(Coordinate annotation records)
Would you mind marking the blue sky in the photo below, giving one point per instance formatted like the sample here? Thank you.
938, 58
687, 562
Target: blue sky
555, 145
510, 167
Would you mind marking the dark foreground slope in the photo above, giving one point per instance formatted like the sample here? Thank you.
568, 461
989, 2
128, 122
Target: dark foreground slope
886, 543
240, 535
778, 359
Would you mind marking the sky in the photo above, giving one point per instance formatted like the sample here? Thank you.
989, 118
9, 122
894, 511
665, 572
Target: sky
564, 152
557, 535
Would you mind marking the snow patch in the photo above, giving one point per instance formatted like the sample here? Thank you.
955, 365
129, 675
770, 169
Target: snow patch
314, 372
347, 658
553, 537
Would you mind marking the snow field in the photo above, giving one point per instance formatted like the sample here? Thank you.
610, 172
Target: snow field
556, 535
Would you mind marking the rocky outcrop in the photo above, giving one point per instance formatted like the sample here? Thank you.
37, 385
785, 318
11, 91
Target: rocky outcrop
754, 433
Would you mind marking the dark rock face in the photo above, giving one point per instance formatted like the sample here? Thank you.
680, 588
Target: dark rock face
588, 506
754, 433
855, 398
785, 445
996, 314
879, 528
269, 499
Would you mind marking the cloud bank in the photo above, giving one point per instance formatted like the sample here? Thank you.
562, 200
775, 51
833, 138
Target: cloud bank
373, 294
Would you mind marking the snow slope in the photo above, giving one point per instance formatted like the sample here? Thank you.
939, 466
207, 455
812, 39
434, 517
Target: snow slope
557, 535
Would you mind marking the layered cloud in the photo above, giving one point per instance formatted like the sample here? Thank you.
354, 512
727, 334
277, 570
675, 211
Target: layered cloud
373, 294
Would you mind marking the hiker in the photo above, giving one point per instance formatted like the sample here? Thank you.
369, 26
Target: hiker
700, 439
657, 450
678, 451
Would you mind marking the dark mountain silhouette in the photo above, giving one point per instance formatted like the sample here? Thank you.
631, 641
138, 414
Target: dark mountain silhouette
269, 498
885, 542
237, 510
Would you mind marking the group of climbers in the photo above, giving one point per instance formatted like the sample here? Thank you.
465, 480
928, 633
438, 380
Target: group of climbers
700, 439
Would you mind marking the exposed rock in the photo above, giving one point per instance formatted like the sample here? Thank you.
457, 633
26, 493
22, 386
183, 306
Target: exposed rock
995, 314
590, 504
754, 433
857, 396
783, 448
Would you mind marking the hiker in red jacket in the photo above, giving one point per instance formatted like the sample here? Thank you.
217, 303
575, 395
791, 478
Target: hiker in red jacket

**TO DO**
Reproduce nothing but the lines from the line containing "Would you mind marking the exposed" to the last line of the data, each exactly as written.

**EXERCISE RESPONSE**
Would you mind marking the exposed rock in the photo above, giving one point per instance formatted like the sample here? Thank you.
457, 633
26, 493
22, 386
183, 306
Target: exposed rock
995, 314
590, 504
754, 433
857, 396
783, 448
Would you mind marking the hiker in red jacket in the photo above, giving one point per instance formatted like the sample here? Thank you.
217, 303
575, 395
791, 478
Target: hiker in red jacket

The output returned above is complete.